TEXT
Posted by: virtualnothingness | August 3, 2008

Lysebotn, Sirdal and hiking to Kjerag

After three nights at Preikestolshytta, we jumped in the car and drove to Forsand for the Ferry to Lysebotn. The ferry of course runs all through Lysefjord, which is an awesome experience. All the way, the fjord is surrounded by steep 700-1100 meter high mountains, and there are really few places suitable for settlement. This might be a good thing, since legend says that Preikestolen will fall into the sea the day that seven sisters and seven brothers settle around the fjord and marry each other…

For some strange reason, Victor Hugo visited Lysefjord in 1866 and wrote that Lysefjord must be the most terrifying of the ocean reefs. Maybe he wanted to dramatize his travel experiences just like travelers of today?

In the end of the fjord lies Lysebotn, a little village with a permanent population of 15 and maybe a hundred over-night tourists. The village is surrounded by mountains and the fjord in every direction. A small road with 27 serpentines and a 1.1 kilometers long tunnel leads up to Kjerag and continues towards Sirdal. The road has an average inclination of 10 percent, and we saw many brave cyclists going up the hill.

Lysebotn is famous among BASE-jumpers, Kjerag is one of the most known jump locations in the world. It is really dangerous too, since 1986 it has taken the lives of nine jumpers, many of them experienced.

We stayed three nights in Lysebotn at the newly opened cabin of Stavanger Turistførening. We did the hike up Kjerag and some car sightseeing in Sirdal. Here is the description of the hike from Øygardsstøl to Kjeragbolten:

Hiking from Øygardsstøl to Kjeragbolten

This is a quite long hike with lots of climbing, going up and down a few times before reaching the top of Kjerag. Many of the cliffsides are really steep, but the route has chains to hold on to in the steepest part. The overall distance (including return) is only 11 kilometers, but it easily takes around six hours to complete. In good weather there are no dangerous parts, except maybe the narrow snowy ledge close to Kjeragbolten, where you still can slip quite safely to the right side suffering only embarassment.

YOUR TASKS
A) List every year mentioned in the travel post about Lysebotn and Kjerag.
B) Arrange everything in the rows from the line containing "For every instance of the black" down to the line containing "(1140, 580)" as a JSON list of strings, one string per line, leaving out blank lines.

DATASET ROWS
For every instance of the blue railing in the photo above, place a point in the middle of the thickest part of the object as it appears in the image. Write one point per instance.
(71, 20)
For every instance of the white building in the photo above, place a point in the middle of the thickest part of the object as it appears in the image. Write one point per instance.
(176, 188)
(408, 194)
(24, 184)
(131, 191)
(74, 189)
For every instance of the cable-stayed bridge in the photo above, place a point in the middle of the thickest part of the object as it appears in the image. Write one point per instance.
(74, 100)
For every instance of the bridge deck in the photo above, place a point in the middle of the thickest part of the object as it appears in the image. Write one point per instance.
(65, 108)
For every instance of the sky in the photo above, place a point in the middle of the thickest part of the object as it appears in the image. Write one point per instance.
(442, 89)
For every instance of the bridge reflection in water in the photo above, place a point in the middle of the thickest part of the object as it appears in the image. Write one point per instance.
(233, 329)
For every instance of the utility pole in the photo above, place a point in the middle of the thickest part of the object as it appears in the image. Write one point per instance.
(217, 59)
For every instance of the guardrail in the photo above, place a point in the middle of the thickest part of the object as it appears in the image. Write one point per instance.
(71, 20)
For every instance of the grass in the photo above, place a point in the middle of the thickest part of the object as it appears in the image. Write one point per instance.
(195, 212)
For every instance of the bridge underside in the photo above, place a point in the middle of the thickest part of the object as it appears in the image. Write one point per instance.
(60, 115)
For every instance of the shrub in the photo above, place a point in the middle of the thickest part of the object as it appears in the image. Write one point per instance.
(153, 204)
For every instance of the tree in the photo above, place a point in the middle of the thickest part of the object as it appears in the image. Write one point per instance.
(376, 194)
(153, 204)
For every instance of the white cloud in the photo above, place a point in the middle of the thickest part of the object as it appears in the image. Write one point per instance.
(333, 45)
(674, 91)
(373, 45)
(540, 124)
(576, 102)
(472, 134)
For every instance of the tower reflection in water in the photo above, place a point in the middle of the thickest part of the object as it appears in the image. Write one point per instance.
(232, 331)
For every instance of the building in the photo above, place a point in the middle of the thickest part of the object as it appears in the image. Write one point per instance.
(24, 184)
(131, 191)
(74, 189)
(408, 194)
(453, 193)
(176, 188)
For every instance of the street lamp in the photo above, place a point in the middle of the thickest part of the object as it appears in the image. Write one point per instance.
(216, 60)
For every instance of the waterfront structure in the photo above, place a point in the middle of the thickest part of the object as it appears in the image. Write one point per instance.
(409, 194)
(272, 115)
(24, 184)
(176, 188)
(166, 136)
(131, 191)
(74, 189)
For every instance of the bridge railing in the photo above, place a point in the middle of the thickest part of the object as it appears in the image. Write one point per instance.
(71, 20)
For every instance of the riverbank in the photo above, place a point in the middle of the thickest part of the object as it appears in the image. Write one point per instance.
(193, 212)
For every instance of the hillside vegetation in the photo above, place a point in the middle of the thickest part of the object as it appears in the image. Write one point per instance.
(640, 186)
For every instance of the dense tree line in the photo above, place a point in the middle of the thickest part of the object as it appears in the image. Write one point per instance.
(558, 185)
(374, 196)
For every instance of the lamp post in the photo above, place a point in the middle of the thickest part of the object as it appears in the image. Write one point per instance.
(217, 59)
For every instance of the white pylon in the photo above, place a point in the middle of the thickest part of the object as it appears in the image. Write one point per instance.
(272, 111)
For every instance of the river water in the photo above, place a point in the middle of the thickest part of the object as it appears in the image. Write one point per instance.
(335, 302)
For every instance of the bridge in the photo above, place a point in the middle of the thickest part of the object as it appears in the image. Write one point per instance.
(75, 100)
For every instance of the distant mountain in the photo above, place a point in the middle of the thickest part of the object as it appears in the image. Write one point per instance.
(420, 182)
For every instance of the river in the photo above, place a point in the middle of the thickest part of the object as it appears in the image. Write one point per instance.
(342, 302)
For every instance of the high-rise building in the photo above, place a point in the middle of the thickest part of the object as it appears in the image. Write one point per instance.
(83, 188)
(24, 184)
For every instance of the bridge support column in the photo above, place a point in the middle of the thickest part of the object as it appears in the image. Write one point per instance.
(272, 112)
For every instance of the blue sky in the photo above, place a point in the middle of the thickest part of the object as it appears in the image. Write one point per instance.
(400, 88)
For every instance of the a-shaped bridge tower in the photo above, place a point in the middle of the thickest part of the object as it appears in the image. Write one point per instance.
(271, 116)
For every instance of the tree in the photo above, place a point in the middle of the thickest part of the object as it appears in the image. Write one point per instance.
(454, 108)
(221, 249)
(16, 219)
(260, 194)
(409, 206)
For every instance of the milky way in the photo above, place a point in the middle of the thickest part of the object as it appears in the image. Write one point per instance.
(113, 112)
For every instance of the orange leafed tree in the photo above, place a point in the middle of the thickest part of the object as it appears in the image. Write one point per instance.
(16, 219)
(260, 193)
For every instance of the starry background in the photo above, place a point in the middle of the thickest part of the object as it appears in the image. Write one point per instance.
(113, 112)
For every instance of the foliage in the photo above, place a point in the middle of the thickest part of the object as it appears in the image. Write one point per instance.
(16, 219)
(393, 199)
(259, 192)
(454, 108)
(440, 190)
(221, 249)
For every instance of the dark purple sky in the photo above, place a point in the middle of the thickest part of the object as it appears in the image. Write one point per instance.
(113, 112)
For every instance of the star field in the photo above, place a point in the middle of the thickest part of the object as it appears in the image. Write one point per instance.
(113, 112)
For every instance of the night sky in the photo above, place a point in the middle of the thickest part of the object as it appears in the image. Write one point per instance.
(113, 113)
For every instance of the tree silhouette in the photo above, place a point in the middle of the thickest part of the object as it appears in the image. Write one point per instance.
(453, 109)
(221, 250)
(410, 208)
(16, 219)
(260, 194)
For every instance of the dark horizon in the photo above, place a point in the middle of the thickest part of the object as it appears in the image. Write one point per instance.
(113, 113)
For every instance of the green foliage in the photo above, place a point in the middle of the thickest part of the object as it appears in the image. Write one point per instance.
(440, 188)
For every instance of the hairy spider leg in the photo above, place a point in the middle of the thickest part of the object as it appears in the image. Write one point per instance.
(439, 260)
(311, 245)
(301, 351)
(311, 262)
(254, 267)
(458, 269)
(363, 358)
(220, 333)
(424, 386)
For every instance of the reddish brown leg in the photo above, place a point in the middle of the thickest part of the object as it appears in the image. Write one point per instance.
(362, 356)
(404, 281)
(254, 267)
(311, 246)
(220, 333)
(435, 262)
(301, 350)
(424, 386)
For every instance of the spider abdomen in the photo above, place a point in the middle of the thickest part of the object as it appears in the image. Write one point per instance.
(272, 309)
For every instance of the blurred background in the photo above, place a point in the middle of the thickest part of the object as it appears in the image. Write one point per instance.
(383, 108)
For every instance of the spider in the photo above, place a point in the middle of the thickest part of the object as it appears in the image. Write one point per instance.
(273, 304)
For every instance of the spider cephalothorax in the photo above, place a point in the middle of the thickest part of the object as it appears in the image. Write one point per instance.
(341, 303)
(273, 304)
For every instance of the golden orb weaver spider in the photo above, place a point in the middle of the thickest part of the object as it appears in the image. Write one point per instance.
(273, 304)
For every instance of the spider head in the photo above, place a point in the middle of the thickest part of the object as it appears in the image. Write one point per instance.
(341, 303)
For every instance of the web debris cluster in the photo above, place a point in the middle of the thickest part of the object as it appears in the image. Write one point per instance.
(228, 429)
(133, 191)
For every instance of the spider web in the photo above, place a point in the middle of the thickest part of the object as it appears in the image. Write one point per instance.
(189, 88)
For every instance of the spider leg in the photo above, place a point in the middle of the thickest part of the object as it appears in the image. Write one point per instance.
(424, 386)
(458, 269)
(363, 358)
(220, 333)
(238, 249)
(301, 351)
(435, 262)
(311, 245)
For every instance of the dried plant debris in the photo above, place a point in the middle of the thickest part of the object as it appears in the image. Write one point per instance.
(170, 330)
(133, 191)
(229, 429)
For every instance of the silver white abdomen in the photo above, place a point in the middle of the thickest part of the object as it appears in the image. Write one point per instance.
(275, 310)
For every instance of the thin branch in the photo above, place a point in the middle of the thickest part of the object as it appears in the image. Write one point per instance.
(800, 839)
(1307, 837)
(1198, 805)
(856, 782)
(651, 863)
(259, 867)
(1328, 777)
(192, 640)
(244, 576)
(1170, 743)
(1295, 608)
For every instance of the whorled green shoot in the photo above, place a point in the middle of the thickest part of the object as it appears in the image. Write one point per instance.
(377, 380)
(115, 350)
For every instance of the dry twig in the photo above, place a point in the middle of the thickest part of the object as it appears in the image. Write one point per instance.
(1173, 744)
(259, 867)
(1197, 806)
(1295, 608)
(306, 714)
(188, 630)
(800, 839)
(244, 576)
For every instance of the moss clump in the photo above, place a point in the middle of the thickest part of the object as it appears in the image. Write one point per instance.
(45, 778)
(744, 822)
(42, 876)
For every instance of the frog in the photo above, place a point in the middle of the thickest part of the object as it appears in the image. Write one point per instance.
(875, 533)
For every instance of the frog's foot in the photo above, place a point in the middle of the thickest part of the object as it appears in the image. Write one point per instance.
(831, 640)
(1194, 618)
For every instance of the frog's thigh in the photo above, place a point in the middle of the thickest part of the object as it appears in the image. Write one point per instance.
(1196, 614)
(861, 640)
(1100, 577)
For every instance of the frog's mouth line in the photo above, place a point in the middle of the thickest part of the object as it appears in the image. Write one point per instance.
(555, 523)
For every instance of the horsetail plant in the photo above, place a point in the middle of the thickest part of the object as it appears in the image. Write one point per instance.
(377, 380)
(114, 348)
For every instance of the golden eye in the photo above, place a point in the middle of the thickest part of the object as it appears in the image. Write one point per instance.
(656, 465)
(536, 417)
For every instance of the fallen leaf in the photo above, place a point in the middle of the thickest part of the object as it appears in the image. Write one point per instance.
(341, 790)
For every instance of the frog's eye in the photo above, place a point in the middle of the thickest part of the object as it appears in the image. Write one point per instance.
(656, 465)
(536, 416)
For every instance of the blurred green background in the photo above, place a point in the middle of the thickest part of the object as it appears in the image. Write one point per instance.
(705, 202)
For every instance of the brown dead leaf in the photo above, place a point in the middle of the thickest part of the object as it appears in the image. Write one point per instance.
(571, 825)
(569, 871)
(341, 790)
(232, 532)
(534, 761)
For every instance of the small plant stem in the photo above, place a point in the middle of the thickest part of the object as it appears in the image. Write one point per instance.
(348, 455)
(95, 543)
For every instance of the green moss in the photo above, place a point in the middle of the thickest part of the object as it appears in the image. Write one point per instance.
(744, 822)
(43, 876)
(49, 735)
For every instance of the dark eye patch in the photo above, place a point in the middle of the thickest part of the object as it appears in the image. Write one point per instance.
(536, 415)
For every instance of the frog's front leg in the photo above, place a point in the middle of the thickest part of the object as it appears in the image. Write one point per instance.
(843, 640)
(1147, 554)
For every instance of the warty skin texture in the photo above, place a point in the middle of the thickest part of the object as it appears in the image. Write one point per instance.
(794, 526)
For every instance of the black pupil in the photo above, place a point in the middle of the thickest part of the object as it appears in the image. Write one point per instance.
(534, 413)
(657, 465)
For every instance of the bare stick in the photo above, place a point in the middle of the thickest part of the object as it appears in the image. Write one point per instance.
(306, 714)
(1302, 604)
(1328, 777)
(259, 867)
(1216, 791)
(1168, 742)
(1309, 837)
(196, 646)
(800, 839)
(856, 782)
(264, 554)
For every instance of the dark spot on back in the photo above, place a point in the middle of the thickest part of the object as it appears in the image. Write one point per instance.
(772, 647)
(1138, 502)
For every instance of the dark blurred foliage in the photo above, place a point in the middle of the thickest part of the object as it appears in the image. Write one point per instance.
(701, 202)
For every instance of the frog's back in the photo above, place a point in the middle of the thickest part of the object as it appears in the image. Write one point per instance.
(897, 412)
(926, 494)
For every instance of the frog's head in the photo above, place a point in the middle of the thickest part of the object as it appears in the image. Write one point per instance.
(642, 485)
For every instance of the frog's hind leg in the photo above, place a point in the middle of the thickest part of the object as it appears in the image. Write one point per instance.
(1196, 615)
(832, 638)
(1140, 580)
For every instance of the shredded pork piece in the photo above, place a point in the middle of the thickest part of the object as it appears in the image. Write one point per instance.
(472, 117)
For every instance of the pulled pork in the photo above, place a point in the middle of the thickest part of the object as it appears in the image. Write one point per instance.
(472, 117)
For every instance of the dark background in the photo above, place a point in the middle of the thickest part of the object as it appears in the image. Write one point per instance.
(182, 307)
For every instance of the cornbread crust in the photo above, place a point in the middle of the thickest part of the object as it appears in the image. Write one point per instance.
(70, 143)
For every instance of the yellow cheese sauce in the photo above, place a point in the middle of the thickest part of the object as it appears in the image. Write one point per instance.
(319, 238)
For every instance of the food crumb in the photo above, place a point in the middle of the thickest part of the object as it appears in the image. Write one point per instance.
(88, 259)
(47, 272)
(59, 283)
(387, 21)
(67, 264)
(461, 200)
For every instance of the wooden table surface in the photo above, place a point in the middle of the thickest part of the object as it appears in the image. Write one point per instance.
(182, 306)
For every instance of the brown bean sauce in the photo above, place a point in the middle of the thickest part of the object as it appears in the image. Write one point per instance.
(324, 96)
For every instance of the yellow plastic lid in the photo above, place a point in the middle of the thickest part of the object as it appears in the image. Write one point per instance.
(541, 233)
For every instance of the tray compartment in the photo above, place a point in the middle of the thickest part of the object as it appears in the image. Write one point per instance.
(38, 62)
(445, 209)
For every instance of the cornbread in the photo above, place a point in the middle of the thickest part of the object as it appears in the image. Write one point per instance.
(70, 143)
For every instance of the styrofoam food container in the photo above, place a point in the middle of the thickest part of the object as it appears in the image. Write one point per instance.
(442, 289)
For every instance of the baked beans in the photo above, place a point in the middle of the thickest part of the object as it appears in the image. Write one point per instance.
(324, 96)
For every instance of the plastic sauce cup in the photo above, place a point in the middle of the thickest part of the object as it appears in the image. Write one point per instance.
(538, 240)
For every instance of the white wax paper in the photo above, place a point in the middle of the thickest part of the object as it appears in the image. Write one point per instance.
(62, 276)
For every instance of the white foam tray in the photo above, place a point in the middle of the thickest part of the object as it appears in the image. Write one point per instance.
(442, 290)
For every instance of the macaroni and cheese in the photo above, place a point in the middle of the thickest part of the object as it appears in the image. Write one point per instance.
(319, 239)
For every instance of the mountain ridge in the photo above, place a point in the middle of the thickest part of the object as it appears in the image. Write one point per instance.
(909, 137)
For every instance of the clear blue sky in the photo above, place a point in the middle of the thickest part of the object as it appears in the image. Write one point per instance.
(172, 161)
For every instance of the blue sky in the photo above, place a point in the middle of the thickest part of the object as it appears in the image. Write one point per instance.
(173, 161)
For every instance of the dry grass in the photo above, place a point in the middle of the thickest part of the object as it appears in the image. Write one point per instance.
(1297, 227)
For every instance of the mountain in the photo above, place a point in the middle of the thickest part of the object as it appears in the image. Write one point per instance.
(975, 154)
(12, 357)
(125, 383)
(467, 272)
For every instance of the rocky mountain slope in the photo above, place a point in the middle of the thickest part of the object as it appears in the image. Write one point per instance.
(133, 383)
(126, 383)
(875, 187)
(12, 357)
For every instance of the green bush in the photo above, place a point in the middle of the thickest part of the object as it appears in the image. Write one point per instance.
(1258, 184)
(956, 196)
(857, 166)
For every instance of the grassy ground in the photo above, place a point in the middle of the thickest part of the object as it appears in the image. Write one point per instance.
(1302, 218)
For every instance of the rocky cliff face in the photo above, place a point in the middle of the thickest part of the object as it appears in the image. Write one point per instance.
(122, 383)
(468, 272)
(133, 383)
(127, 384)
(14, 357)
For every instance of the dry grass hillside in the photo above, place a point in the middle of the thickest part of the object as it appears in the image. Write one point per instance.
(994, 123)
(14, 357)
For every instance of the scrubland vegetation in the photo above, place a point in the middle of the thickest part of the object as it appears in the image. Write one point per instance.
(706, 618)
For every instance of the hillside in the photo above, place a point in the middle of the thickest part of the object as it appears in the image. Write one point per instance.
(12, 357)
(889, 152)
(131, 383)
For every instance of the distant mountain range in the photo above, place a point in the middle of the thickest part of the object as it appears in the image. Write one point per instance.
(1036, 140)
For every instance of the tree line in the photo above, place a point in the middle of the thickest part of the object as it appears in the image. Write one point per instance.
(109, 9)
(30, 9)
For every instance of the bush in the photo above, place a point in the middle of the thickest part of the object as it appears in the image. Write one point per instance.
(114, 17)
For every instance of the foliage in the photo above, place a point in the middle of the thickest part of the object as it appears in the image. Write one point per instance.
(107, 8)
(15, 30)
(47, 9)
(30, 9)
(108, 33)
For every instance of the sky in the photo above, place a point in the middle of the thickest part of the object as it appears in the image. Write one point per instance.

EXPECTED RESULTS
A) 2008, 1866, 1986

B)
[
  "For every instance of the black pupil in the photo above, place a point in the middle of the thickest part of the object as it appears in the image. Write one point per instance.",
  "(534, 413)",
  "(657, 465)",
  "For every instance of the bare stick in the photo above, place a point in the middle of the thickest part of the object as it appears in the image. Write one point per instance.",
  "(306, 714)",
  "(1302, 604)",
  "(1328, 777)",
  "(259, 867)",
  "(1216, 791)",
  "(1168, 742)",
  "(1309, 837)",
  "(196, 646)",
  "(800, 839)",
  "(856, 782)",
  "(264, 554)",
  "For every instance of the dark spot on back in the photo above, place a point in the middle of the thickest part of the object as it appears in the image. Write one point per instance.",
  "(772, 647)",
  "(1138, 502)",
  "For every instance of the dark blurred foliage in the photo above, place a point in the middle of the thickest part of the object as it appears in the image. Write one point per instance.",
  "(701, 202)",
  "For every instance of the frog's back in the photo above, place a point in the middle of the thickest part of the object as it appears in the image. Write one point per instance.",
  "(897, 412)",
  "(926, 494)",
  "For every instance of the frog's head in the photo above, place a point in the middle of the thickest part of the object as it appears in the image. Write one point per instance.",
  "(642, 485)",
  "For every instance of the frog's hind leg in the photo above, place a point in the middle of the thickest part of the object as it appears in the image. Write one point per instance.",
  "(1196, 615)",
  "(832, 638)",
  "(1140, 580)"
]